For Squillante, working with Decarcerate has emphasized the need to challenge how the humanity of incarcerated people is dismissed by the carceral system and by the broader culture.
“I’ve met a range of people who have been incarcerated, either held pretrial detention for assault or larceny, I know people who have been in prison for decades for killing someone,” Squillante said. “They’re not that different from you – they’re not these moral monsters they’re made out to be.
“The reality is a lot of people end up in situations where they’re making riskier choices than they would make otherwise because of unmet needs. There are assumptions we make about people who end up in jails based on fear and misinformation. Part of the work of our group is to push back against them.”
Beyond Reform
In a statement provided to the Reporter, Northwestern district attorney David E. Sullivan wrote, “Our prosecutors work with defense counsel to arrive at appropriate conditions of release and attainable cash bail… As for pretrial detention, our goal is to never hold any defendant on bail without reasonable cause.
“Although there is always work to be done, bail issues occurring in other states, where people can languish in jail without appearing before a judge for weeks or even months on relatively minor charges, don’t happen in Massachusetts,” Sullivan’s statement continued.
“The Commonwealth has laws that require a person arrested and held awaiting arraignment be brought before a judge at the next open session… and that anyone incarcerated prior to trial must be brought before a judge every 30 days unless their attorney waives their presence.”
According to Rachel Weber, a western Massachusetts defense attorney who worked with Decarcerate during the early months of the pandemic, the full picture is not so simple.
“The public statements that David Sullivan makes are not always reflected in the day-to-day workings of what happens on the ground in court,” Weber said. “It is absolutely true that people in Massachusetts can languish in jail.
“The statute is one thing, but then the reality in the courtroom is that the defense and the DA [district attorney] are going to disagree about what ‘reasonable cause’ means. This word, ‘reasonable,’ is so loaded – there’s no such thing as neutral, objective ‘reason’.”
Squillante addressed the role of ostensibly progressive individuals in positions such as sheriff or DA.

**DATASET ENTRIES:**
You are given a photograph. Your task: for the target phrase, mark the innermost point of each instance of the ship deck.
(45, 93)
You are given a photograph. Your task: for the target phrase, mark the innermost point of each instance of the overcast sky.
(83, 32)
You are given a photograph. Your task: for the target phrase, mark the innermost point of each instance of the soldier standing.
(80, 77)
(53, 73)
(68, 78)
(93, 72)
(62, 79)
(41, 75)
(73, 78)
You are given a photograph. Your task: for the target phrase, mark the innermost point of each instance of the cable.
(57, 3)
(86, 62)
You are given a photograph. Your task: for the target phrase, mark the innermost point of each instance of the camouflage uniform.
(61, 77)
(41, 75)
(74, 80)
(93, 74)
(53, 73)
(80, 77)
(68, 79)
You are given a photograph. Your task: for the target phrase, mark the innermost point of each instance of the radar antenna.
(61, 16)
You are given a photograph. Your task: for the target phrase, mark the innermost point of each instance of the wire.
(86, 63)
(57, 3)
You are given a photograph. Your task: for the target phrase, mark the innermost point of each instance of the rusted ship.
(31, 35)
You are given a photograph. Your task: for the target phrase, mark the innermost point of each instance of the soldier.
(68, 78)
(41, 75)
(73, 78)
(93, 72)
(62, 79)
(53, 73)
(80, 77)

...

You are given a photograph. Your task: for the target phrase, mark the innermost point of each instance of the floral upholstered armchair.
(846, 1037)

**EXERCISE REQUIREMENTS:**
(a) According to the pretrial detention article, how often must a person held before trial be brought before a judge under Massachusetts law?
(b) Resume the pretrial detention article from its last sentence.
The data has no connection to the pretrial detention article.

**ANSWER LIST:**
(a) Every 30 days, unless their attorney waives their presence.

(b)
“There’s a deep commitment, across the aisle, to incarceration,” she said. “You can say whatever you want in terms of your personal views, but the reality is nothing you’re doing in your position is changing anything – you can’t make jails nicer. You’re still detaining people who are not found guilty of anything. You’re still severing that family, breaking up those relationships.”
Expressing overall skepticism of reform, Weber pointed to the origins of the carceral system.
“There’s this unbroken historical line from slave patrols in this country to the formation of the current criminal justice system,” she said. “I don’t think that there is a way to reform the system – I think the system was created to oppress and kill Black people. That’s clear once you dig into the history.”
“Police budgets are only getting bigger,” said Kuhn, “and prisons are just getting more money, and more prisons are being built. The system continues to operate as it has been, and it keeps getting bigger.”
Decarcerate aims “in the long-term to reimagine our communities beyond police, prosecutors, and prisons,” according to their website. Squillante explained the connection between the group posting bail and its larger goals.
“We’ve spent the time figuring out the mechanics of a bailout project,” she said. “And we’re not satisfied with just doing that. Our focus is always going to be posting bail, but what could different interventions look like? We’re trying to figure out what that piece looks like, especially after there’s been successful campaigns in other states like Illinois to end cash bail.”
“I think most people’s knowledge of the role of jails is low,” she continued. “The system doesn’t target communities equally. How do we have that conversation in meaningful ways that deepen people’s understanding, maybe help shift their politics, and hopefully encourage them to get involved?”